## EXCERPT PROVIDED
═══

# Gran Fondo Giro d'Italia



## merckxman (Jan 23, 2002)

Coming to Miami-Coral Gables:
http://italiancyclingjournal.blogspot.com/2012/05/rcs-sport-launches-gran-fondo-giro.html


----------



## merckxman (Jan 23, 2002)

Latest announcement:
ITALIAN CYCLING JOURNAL: Think Pink: Giro d'Italia Announces Its First Gran Fondos in U.S.


----------



## DuviVr6 (Feb 9, 2012)

Cool I'm in! :thumbsup:


----------



## DIRT BOY (Aug 22, 2002)

Sweet! I am in!


----------



## RC28 (May 9, 2002)

Cool. Thanks for sharing the info. I'm moving back to Broward County next month (after being gone for 9 years ) so I already signed up for it.


----------



## Oxy (Jul 2, 2012)

I would love to come to this. Can someone recommend a good place to rent a bike.


----------



## snookanglr (Jul 31, 2012)

Pricey but my wife and I are going.


----------



## Fireform (Dec 15, 2005)

It better be better organized than last year.


----------



## snookanglr (Jul 31, 2012)

It's a different group putting it on this year so that could help. I think you're thinking of the one by Gran Fondo USA. I'm talking about the Giro d'Italia.


----------



## Fireform (Dec 15, 2005)

That's true. It's still a mighty expensive Century though. The Speedway and Snowbird events are more like $40.


----------



## RoadFan (Dec 31, 2008)

Wow, beyond my budget, my bicycle takes all of it anyway! Yes, is not a lot


----------

═══

## DATA PROVIDED
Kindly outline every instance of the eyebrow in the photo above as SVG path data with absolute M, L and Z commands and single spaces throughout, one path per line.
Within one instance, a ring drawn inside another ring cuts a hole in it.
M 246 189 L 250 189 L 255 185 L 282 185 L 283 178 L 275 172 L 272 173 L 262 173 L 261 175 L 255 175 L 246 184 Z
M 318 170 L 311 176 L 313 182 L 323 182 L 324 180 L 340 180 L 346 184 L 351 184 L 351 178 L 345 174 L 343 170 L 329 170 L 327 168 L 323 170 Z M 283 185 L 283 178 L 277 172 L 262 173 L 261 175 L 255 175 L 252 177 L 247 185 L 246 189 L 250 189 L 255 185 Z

═══

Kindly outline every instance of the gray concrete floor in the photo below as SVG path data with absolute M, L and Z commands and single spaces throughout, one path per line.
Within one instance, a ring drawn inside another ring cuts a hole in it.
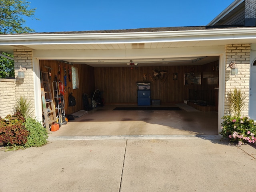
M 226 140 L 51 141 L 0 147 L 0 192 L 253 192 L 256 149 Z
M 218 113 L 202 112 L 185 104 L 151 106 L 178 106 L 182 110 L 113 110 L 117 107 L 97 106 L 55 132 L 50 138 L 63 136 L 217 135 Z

═══

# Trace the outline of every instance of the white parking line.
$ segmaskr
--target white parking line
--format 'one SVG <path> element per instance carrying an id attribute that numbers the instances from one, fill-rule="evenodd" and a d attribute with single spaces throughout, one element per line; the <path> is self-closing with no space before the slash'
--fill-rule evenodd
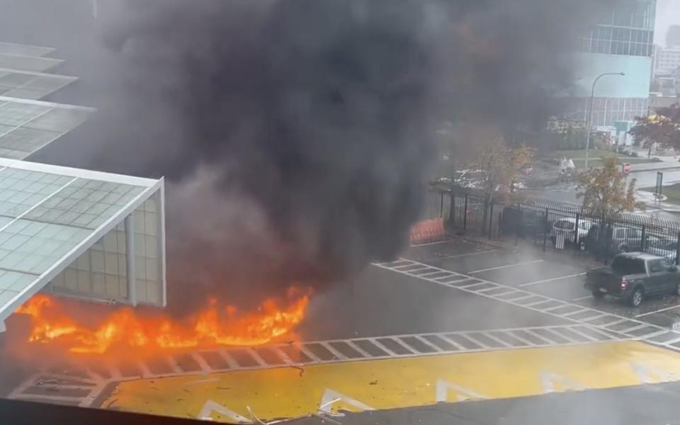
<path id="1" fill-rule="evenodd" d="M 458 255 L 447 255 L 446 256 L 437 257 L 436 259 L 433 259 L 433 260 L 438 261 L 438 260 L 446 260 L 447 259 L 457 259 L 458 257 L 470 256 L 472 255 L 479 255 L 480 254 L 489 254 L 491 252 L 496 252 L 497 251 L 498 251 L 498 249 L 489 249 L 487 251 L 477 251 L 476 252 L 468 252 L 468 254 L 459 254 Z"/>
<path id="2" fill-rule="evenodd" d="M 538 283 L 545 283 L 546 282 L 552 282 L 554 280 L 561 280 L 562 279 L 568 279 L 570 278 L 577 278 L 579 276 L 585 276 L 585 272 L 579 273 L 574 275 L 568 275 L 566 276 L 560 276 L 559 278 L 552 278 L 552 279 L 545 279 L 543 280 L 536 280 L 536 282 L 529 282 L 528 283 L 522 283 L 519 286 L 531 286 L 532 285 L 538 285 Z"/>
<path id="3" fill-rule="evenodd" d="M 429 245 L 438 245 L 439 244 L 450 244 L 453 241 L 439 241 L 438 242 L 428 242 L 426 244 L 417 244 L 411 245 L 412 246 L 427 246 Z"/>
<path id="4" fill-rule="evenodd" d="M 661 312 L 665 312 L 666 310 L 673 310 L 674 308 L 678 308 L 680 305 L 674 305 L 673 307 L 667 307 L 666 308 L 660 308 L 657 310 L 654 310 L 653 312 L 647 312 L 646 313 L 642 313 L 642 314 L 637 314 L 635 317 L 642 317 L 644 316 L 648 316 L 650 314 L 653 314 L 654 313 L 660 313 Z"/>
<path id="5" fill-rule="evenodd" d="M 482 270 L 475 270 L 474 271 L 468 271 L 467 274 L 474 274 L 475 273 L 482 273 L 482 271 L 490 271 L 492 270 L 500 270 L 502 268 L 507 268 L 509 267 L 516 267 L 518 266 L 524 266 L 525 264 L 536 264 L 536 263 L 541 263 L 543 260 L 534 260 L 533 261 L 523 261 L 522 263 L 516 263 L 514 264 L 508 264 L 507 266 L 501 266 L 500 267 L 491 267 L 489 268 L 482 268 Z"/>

═══

## WHAT YOU SHOULD DO
Please return everything from "Coming to Miami-Coral" down to "Fondos in U.S." in the Gran Fondo Giro d'Italia thread, copied word for word.

## RESULT OF THE EXERCISE
Coming to Miami-Coral Gables:
http://italiancyclingjournal.blogspot.com/2012/05/rcs-sport-launches-gran-fondo-giro.html


----------



## merckxman (Jan 23, 2002)

Latest announcement:
ITALIAN CYCLING JOURNAL: Think Pink: Giro d'Italia Announces Its First Gran Fondos in U.S.